Continue the text about the agency's name and logo from its last sentence, not the rows that follow it.

READING TEXT:
Segment Open

ABOUT OUR NAME & LOGO
In 2002 we invited submissions from the community for both a name and logo for our newly developing delegated urban Indigenous child and family Agency. In early June 2002 the Board members and staff chose the following Agency name submission offered by John Aitken, Health Outreach staff member of the Victoria Native Friendship Centre. The following is John’s submission:
“When I was brainstorming agency names, I thought about what links all the Nations together on the Island. I looked up in the corner of my office and saw this big branch of cedar hanging there that I brought in from my home. The name just made sense.”
“All the First Nations on this Island use cedar is many ways. Cedar is sacred to the Island peoples and is a constant and continuing way to connect our peoples to the land. Cedar has spiritual, emotional, mental and physical uses in our cultures. This is what I understand about the uses of cedar and what I use it for. When Coast Salish babies were born, traditionally we were kept in a basket of cedar. Today when Coast Salish people pass on, their casket is surrounded by cedar boughs. Cedar boughs are used to brush your body during cleansing rituals and used to cleanse rooms. Cedar is hung in homes for protection against bad medicine / spirits, is mixed with other plants in teas for medicine, is used to make baskets, clothes and tools. Cedar is used as a way to let my ancestors know they are welcome in this place, that they are welcome in my home. It’s my way to acknowledge them. Naming the new child and family agency “Surrounded By Cedar Child and Family Services” is a good way to let children and families coming here know they are welcome in this place, welcome in our home.”
– John Aitken
“I am a Coast Salish man. My mother was a Coast Salish woman, my father was a Scottish and Haida Gwaii man. I live and work in the urban Indigenous community in Victoria and I care about the community.
I was orphaned at a young age and had some pretty special people that were there to help me. There was a social worker and her name is Joanne Claxton, and she is Native. There were other people, and that were important too, but it made a huge difference that Joanne came to our home.
To this day Joanne says that my brother and I were different, that she could see our potential and that we had a desire to change things. When I came back to the community I had to go see her to thank her and tell her that I’ll always remember what she did for us.
Most of my brothers and sisters quit going to school because they were getting beat up and teased. My brother told me one day that there was a half breed like us working at the school and that’s when I decided that I would go back. It makes a huge difference to see social workers and teachers with brown skin when you have brown skin. ”

Segment Closed

RECORDS:
Segment Open

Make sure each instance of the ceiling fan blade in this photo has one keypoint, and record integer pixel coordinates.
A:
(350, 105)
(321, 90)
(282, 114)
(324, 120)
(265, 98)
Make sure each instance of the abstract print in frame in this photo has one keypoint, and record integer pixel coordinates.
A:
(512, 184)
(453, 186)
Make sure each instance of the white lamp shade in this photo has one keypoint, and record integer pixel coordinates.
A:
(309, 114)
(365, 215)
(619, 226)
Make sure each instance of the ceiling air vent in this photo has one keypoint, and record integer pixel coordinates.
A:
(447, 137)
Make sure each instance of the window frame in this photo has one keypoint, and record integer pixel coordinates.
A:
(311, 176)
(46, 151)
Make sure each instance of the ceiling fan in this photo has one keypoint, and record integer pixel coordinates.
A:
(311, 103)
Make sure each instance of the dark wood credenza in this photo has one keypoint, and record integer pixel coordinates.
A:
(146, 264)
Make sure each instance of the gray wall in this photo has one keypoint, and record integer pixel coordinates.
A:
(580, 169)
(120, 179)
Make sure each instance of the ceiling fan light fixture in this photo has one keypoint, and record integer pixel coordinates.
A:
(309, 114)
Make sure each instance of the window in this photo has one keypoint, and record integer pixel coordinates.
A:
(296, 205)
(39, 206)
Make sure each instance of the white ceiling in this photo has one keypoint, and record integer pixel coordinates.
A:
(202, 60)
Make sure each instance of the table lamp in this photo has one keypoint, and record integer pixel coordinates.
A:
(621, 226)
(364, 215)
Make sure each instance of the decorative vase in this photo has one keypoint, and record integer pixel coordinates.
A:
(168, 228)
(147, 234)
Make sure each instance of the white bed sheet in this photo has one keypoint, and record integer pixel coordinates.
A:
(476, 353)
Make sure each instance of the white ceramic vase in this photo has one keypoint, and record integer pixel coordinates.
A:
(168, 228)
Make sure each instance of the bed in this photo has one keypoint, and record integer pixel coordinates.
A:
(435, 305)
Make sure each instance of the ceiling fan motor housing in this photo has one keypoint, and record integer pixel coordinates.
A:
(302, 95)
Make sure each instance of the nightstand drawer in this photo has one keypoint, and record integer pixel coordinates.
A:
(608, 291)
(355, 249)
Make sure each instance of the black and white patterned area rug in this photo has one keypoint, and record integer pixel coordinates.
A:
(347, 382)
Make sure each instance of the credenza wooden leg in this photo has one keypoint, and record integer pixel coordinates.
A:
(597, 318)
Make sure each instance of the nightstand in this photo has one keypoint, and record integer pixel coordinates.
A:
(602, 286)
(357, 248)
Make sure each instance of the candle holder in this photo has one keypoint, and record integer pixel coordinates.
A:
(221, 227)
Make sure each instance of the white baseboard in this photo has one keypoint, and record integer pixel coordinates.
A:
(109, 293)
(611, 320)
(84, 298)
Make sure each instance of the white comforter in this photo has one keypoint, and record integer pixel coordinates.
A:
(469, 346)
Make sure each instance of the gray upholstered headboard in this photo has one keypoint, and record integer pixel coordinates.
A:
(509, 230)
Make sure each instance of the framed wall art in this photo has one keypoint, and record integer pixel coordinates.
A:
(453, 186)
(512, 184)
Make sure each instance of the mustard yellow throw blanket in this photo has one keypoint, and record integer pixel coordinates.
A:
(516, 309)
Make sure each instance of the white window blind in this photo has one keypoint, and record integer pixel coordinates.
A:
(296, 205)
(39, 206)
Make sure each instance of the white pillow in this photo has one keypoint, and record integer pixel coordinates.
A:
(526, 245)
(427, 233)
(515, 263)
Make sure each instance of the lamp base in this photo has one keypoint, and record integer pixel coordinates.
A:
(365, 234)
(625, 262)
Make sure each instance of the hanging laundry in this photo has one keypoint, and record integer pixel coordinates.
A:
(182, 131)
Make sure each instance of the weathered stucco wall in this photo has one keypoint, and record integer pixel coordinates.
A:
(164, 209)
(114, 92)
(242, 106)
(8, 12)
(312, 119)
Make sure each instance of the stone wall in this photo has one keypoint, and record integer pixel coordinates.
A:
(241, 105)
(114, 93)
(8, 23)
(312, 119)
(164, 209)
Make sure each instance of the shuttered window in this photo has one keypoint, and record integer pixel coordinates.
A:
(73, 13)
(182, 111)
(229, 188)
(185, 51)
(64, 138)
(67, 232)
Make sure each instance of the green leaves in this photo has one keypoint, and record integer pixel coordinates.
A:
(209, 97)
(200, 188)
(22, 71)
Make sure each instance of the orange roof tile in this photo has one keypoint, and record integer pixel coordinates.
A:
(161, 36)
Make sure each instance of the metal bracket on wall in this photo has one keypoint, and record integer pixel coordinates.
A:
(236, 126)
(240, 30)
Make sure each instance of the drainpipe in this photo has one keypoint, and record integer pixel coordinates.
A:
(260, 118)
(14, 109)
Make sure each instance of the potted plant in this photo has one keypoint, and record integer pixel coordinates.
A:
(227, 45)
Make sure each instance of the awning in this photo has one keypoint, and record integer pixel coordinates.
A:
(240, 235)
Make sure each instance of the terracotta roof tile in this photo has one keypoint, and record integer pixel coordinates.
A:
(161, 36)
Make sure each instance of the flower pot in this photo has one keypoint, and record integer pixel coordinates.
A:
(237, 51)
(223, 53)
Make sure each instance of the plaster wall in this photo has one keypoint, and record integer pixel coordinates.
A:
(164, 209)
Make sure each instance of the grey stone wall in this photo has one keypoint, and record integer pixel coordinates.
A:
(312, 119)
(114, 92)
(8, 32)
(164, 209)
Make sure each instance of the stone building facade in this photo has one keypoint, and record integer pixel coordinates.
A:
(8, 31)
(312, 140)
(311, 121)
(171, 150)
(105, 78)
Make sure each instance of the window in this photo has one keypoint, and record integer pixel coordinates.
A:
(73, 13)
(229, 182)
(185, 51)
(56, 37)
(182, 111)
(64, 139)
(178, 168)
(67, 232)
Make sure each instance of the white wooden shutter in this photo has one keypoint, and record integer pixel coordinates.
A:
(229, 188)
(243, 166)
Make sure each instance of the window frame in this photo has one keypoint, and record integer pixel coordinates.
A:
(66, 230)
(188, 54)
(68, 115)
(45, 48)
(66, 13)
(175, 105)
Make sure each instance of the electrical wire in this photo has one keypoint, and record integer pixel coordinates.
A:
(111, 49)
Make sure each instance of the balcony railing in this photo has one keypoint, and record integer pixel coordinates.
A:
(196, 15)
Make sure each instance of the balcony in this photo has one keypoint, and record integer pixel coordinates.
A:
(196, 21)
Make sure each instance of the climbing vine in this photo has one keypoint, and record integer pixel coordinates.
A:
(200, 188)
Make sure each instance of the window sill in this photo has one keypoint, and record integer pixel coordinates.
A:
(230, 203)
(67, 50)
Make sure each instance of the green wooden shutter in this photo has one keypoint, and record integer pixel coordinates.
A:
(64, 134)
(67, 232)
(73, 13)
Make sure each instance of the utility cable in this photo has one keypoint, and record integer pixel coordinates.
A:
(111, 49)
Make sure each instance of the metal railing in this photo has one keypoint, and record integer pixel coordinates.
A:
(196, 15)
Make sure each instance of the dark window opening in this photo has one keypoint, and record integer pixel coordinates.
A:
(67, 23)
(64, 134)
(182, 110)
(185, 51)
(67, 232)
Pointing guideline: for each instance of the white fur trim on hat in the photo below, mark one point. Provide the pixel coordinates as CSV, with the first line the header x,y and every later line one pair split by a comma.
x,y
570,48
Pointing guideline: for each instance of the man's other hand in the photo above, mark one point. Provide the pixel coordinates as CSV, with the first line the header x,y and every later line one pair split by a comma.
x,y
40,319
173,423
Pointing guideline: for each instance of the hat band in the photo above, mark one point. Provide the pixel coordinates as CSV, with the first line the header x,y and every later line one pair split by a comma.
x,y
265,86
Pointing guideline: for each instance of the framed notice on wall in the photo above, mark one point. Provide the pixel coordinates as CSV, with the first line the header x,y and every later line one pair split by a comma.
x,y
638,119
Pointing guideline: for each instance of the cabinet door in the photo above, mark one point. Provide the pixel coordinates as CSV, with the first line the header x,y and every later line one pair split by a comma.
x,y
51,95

Segment Closed

ANSWER BOX:
In the spirit of spindle whorls, the logo for Surrounded by Cedar depicts an adult face with a smaller child’s face inside the mouth. Surrounding these two faces are the dendrochronoligical rings of red and yellow cedar.
“The red and yellow of the design symbolize red and yellow cedar, while the adult’s face with the child inside its mouth represents the vitality of caring for future generations of children. I wanted the design the represent the growth of Surrounded by Cedar as an agency, while also representing my personal growth as an artist.”
– lessLIE Artist
My colonized, Catholic, Canadian name is Leslie Robert Sam. I am Coast Salish of Cowichan and Penelakut descent. My decolonized pen name is lessLIE.
Hitler once said that the bigger the lie you tell, the more people you can get to believe in it. Hitler was about racism, genocide and imperialism, which are political forces I am fighting against as a contemporary Coast Salish person.
I have a Bachelor of Arts degree in First Nations Studies from Malaspina University-College. I am currently attending the University of Victoria, pursuing a Master of Arts degree in Coast Salish art while getting M.A. credit for my artwork.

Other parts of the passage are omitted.